▶ [Texto seleccionado]
▼▼▼
Quitando los ruedines. 72-O Bikepacking.

Pues un poco de eso, de dar el salto, de ir un poco más allá en esta nueva afición, hay en este pequeño viaje que quiero contaros.



Hace ya unos meses que animado por Natalia y Robi decidí comprar una bicicleta que me hiciese más fácil empezar a hacer excursiones y rutas con la idea de, en un futuro no muy lejano, comenzar a viajar. Hay muchas formas de hacerlo en bicicleta, y creo que poco a poco voy encontrando la mía.

En este último año, desde que en enero empecé a recuperar mis viejas bicis y en abril me hice con la nueva, he registrado ya unos 1140 km en pequeñas y cortas excursiones.

Ya tenía ganas de plantearme nuevos retos y de paso vivir nuevas experiencias. De modo que me puse a buscar y encontré la ruta perfecta para un viaje de un par de días que de paso me llevaría a conocer uno de esos sitios por los que siempre he sentido curiosidad.

Después de estudiar las tablas de mareas para Sanlúcar de Barrameda y Matalascañas elijo la mejor fecha y allá que vamos. Llegado el esperado día 29 de noviembre el cielo se presenta despejado y amanece en Sevilla con 8ºC de nada.


En mi "smartphone de abordo" ya están cargadas la ruta, los mapas y la reserva para la noche en el Hotel Guadalquivir. 

Me abrigo lo justo y cargo la mochila con una muda, lo imprescindible para el aseo básico, el Camelback de litro y medio, unas cuantas barritas de cereales con chocolate y algunos purés de frutas. La bici revisada y puesta a punto y con algo más de medio litro de una bebida de esas para reponer de todo.

Antes del amanecer estamos ya pedaleando y se agradece contar aún con la ropa de vuelo que me ayudaba a mantener la temperatura en las alturas, sobre todo los guantes.

Vamos saliendo de Sevilla por los caminos que recorren la orilla oriental del Guadalquivir. Recorreremos el camino del práctico, que ya en su día completásemos en la moto. Esta vez el vehículo es más apropiado y aunque parezca mentira lo recorreremos en menos de la mitad de tiempo.

En esta ocasión no iría acompañado. Voy a disfrutar del camino en soledad. Ya me he acostumbrado a hacer estas cosas a solas y me encanta. De todas formas siempre te encuentras a gente con la que siempre hay algo de qué hablar. Yendo solo se hace más fácil el contacto con los demás, con la naturaleza y sobre todo contigo mismo.
▲▲▲
▶ [Instrucción dada 1]
¿Qué líneas del listado de abajo contienen la palabra "window"? Identifícalas y cópialas todas.

▶ [Información proporcionada]
▼▼▼
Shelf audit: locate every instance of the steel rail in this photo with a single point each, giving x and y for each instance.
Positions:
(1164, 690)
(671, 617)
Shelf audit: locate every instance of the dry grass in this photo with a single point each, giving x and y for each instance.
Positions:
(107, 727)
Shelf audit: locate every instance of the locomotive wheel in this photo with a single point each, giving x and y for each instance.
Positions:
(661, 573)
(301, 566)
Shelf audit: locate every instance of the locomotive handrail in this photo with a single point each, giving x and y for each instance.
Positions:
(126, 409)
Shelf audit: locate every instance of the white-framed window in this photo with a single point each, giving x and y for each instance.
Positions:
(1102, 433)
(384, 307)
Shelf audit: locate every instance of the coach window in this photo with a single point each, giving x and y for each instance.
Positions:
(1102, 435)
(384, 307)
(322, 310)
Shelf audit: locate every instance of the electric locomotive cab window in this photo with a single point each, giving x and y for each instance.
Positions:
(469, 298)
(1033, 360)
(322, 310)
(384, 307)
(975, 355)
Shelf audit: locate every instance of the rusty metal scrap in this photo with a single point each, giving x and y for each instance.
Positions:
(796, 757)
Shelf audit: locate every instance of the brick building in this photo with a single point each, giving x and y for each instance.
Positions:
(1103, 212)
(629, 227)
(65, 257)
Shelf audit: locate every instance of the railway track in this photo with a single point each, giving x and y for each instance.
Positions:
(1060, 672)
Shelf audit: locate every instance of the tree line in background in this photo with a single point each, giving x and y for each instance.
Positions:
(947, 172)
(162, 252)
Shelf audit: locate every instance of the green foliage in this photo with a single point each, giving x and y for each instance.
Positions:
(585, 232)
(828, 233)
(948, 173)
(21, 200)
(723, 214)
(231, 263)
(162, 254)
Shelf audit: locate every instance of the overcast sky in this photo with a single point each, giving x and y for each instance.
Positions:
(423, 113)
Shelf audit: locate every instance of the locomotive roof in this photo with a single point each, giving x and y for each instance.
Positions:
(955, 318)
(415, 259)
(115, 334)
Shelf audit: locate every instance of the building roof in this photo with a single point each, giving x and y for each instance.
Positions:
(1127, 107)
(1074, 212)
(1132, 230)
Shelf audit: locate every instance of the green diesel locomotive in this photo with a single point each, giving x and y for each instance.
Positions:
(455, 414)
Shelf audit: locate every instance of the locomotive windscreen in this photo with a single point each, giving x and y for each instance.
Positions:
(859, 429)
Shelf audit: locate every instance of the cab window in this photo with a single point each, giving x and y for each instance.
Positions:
▲▲▲
▶ [Instrucción dada 2]
En el relato del viaje en bicicleta de arriba, ¿con qué fin se decidió la compra de una bicicleta? Explícalo en una a tres frases.

▶ [Respuesta completa 1]
Shelf audit: locate every instance of the white-framed window in this photo with a single point each, giving x and y for each instance.
Shelf audit: locate every instance of the coach window in this photo with a single point each, giving x and y for each instance.
Shelf audit: locate every instance of the electric locomotive cab window in this photo with a single point each, giving x and y for each instance.
Shelf audit: locate every instance of the cab window in this photo with a single point each, giving x and y for each instance.

▶ [Respuesta completa 2]
La compra, animada por Natalia y Robi, buscaba una bicicleta que hiciera más fácil empezar a hacer excursiones y rutas. Detrás estaba la idea de comenzar a viajar en bicicleta en un futuro no muy lejano.